◆ EXTRAIT DE RÉFÉRENCE ◆
----------------------------------------

Le vêtement est, au Moyen Âge comme aujourd'hui, à la fois un objet fonctionnel et un objet de parure qui renseigne sur celui qui le porte. Entre la fin de l'Antiquité et les débuts de l'époque moderne, l'art de se vêtir connaît de nombreuses transformations et réinvente souvent sa manière de mettre en valeur le corps et le tissu.
Au début du Moyen Âge, le vêtement, qui est principalement fait de lin ou de laine, reste très attaché aux formes antiques.
La soie est un produit de luxe, réservé aux milieux de cour. Le vêtement masculin comprend souvent une tunique en forme de T et un manteau, simple étoffe rectangulaire, drapée en biais sur le corps. La longueur de la tunique est fonction du statut social : courte pour les militaires ou les travailleurs des champs, plus longue pour les prêtres ou les grands personnages. Les femmes revêtent plusieurs tuniques superposées. La fourrure, employée en doublure, contribue au confort thermique.

----------------------------------------

◆ DONNÉES ENREGISTRÉES ◆
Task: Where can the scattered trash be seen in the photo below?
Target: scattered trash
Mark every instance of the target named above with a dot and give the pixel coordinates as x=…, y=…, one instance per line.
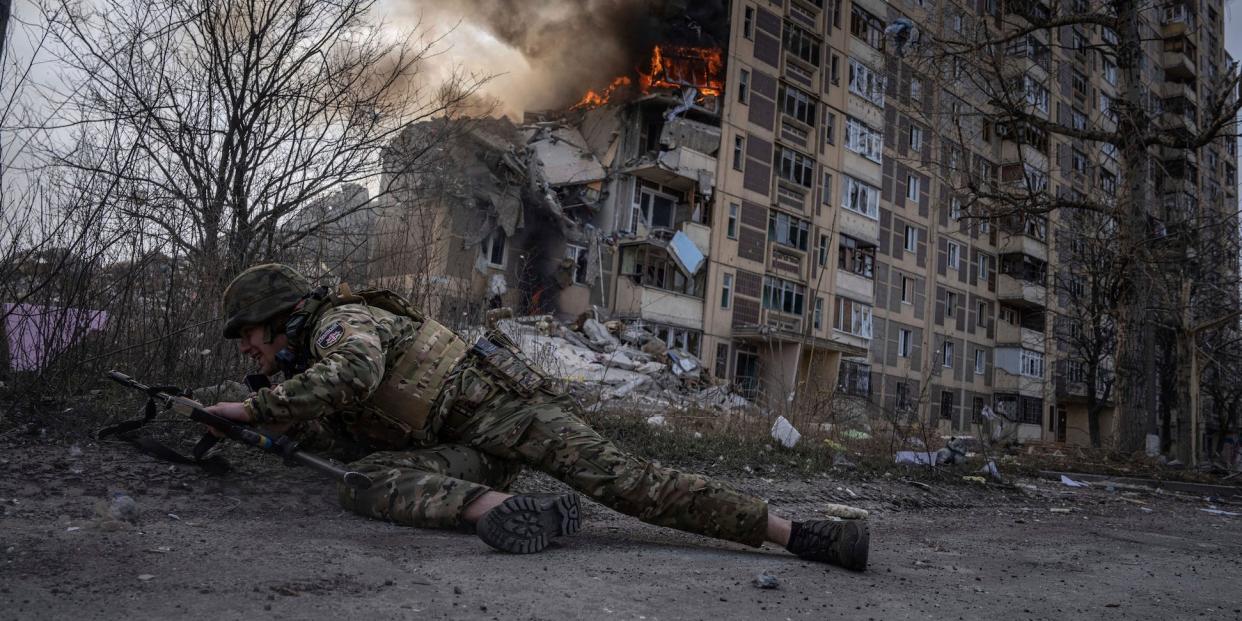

----------------------------------------

◆ OBJECTIF DE L'EXERCICE ◆
Restituez mot pour mot le passage de l'extrait sur le vêtement au Moyen Âge qui commence par « Le vêtement est, au » et va jusqu'à « et le tissu. ». Ces données n'ont aucun lien avec l'extrait.

◆ RÉPONSE ATTENDUE ◆
Le vêtement est, au Moyen Âge comme aujourd'hui, à la fois un objet fonctionnel et un objet de parure qui renseigne sur celui qui le porte. Entre la fin de l'Antiquité et les débuts de l'époque moderne, l'art de se vêtir connaît de nombreuses transformations et réinvente souvent sa manière de mettre en valeur le corps et le tissu.